>>>

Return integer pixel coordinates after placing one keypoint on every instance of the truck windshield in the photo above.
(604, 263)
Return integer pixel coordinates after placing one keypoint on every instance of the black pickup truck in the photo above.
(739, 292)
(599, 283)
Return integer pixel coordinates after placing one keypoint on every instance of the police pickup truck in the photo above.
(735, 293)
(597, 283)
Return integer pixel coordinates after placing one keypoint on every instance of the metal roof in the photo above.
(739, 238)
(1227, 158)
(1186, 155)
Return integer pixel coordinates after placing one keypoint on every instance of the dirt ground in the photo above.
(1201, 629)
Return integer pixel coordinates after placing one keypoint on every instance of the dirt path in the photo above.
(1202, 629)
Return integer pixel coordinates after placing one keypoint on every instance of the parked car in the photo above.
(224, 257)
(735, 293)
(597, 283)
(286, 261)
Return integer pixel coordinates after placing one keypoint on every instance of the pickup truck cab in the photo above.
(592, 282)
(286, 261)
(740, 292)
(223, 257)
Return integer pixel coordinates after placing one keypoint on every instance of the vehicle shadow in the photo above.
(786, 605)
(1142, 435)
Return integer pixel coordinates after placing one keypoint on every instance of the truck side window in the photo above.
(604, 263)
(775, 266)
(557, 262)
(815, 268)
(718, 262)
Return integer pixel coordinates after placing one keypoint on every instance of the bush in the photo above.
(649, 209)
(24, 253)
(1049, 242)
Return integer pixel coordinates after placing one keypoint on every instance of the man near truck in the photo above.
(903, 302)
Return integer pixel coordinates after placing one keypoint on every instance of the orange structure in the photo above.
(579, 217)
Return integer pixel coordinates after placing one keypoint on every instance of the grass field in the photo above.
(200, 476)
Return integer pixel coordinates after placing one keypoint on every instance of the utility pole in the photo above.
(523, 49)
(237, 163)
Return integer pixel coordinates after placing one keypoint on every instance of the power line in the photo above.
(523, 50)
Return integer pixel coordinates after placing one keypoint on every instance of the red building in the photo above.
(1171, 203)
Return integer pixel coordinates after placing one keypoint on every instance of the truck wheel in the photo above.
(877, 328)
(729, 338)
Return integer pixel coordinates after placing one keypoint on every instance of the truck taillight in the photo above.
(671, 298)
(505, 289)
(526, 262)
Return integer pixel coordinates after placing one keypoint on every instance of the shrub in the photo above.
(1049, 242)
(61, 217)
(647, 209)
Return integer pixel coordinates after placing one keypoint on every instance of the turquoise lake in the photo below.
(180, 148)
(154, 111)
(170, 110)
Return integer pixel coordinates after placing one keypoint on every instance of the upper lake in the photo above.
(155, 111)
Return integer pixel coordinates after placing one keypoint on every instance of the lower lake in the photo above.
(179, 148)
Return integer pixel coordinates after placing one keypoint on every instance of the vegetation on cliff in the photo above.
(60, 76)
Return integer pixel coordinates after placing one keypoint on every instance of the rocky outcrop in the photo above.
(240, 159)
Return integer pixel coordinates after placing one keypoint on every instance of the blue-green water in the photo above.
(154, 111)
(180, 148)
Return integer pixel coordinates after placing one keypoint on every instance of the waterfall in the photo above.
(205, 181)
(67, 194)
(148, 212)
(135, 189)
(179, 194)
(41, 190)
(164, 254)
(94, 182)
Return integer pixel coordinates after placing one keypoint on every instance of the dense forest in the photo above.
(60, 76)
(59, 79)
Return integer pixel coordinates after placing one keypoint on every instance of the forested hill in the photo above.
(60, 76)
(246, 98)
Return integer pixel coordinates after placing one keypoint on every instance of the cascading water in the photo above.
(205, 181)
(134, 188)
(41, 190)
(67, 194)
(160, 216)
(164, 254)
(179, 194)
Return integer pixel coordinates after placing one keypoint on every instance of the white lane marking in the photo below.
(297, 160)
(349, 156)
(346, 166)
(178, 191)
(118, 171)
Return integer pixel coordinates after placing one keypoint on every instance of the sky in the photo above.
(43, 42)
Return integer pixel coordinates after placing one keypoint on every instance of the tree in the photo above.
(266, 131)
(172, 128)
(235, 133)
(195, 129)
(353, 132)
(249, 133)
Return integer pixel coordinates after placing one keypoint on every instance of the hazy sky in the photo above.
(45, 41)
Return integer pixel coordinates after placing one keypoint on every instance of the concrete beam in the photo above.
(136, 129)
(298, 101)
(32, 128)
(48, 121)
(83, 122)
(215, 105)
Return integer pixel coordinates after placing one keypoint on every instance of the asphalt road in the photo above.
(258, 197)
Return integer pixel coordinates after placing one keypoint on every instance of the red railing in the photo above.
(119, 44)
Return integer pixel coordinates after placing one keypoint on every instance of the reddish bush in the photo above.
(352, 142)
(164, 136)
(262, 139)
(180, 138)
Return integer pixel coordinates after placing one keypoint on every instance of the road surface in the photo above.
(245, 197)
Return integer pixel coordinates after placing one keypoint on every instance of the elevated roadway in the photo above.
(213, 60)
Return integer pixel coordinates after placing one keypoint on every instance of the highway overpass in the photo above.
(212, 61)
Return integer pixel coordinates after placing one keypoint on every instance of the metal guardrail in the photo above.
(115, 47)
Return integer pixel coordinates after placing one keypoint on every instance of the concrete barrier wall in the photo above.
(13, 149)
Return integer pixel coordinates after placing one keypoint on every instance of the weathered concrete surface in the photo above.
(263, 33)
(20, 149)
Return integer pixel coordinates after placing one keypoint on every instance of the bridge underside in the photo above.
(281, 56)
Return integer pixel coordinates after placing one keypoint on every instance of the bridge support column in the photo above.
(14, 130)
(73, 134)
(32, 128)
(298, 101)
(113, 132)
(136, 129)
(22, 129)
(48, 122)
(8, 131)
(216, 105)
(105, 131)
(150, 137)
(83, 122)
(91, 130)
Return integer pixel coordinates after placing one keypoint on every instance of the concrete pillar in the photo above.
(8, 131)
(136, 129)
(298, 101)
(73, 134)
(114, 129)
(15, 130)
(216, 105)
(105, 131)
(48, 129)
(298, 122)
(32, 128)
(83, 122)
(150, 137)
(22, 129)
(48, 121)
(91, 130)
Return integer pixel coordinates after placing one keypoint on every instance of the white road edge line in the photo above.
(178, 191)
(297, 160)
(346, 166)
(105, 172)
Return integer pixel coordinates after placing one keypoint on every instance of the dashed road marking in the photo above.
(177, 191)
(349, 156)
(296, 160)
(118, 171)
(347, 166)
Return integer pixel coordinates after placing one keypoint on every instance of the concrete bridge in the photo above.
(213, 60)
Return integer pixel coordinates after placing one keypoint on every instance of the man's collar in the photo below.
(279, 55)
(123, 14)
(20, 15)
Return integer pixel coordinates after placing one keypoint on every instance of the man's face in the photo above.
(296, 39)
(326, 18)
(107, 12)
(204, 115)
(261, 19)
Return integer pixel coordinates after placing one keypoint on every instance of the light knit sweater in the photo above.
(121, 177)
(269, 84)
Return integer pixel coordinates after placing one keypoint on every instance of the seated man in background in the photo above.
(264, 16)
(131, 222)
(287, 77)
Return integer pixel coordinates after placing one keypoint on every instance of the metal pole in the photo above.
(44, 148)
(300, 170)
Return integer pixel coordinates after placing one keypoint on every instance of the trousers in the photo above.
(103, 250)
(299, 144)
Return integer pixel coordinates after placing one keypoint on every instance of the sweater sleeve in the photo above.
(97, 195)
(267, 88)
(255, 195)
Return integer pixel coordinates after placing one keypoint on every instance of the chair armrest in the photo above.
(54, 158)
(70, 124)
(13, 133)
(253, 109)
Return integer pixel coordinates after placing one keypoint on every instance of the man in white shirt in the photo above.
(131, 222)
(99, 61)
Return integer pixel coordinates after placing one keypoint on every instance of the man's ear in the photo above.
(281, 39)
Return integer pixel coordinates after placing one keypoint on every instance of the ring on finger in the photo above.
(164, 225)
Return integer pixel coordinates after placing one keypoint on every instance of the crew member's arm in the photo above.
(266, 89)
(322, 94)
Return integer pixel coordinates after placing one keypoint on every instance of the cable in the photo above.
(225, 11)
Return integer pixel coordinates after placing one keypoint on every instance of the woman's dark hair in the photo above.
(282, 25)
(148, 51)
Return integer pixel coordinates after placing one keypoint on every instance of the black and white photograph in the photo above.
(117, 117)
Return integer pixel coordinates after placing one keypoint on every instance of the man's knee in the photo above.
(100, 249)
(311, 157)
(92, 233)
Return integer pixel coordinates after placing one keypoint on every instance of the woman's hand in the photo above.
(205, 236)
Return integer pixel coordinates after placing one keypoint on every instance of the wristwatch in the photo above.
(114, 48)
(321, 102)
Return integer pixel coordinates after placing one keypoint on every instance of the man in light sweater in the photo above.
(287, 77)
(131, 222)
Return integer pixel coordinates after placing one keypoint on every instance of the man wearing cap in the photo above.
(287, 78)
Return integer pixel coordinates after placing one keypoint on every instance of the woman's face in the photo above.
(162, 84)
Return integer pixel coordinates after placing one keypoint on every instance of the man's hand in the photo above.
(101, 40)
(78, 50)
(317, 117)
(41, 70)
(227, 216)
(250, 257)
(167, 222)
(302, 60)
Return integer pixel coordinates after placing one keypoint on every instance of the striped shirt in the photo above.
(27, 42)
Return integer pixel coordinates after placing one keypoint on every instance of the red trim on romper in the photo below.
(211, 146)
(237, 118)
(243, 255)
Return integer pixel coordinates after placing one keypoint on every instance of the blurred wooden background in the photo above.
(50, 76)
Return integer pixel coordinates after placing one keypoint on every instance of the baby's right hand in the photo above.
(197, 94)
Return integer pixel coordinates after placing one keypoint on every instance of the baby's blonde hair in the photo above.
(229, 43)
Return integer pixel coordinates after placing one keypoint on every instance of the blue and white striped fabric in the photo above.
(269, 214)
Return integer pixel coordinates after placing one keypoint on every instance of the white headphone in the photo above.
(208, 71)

<<<

§ Exercise prompt
Can you copy out these rows verbatim, starting at the line that contains "roof in the photo above." and ending with the line that contains "(1201, 629)", both included?

§ Exercise result
Return integer pixel coordinates after placing one keypoint on every instance of the metal roof in the photo above.
(739, 238)
(1227, 158)
(1186, 155)
Return integer pixel coordinates after placing one keypoint on every instance of the dirt ground in the photo above.
(1201, 629)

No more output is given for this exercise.